**Dataset entries:**
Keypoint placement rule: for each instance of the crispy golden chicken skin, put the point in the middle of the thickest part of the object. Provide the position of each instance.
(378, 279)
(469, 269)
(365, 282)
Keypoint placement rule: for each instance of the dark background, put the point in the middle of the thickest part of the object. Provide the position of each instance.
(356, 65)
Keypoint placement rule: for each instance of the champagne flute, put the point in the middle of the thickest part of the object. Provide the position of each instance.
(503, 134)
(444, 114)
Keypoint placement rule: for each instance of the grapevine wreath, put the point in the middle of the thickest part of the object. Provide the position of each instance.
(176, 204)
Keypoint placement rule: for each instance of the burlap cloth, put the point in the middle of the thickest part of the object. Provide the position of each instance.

**What to produce:** Return every line of the listing above, unchanged and in the same order.

**Solved problem:**
Keypoint placement rule: for each instance of the crispy golden chicken skin, put the point in the middle of the thickest part of the object. Provide the position of each instance.
(378, 279)
(469, 269)
(365, 282)
Keypoint placement rule: for each instance of the dark background, put the point in the middle of the thickest part of the object. Provide the position of each instance.
(356, 65)
Keypoint placement rule: for each instance of the champagne flute, put the point in the middle of the thickest part of the object. Provide the position of each instance.
(503, 134)
(444, 114)
Keypoint placement rule: for each instance of the grapevine wreath, put the point in the middle of the thickest part of the object. Provide the position of each instance.
(176, 204)
Keypoint placement rule: for each instance of the burlap cloth, put the point in the middle of the thickest part of the object. Provide the position of each instance.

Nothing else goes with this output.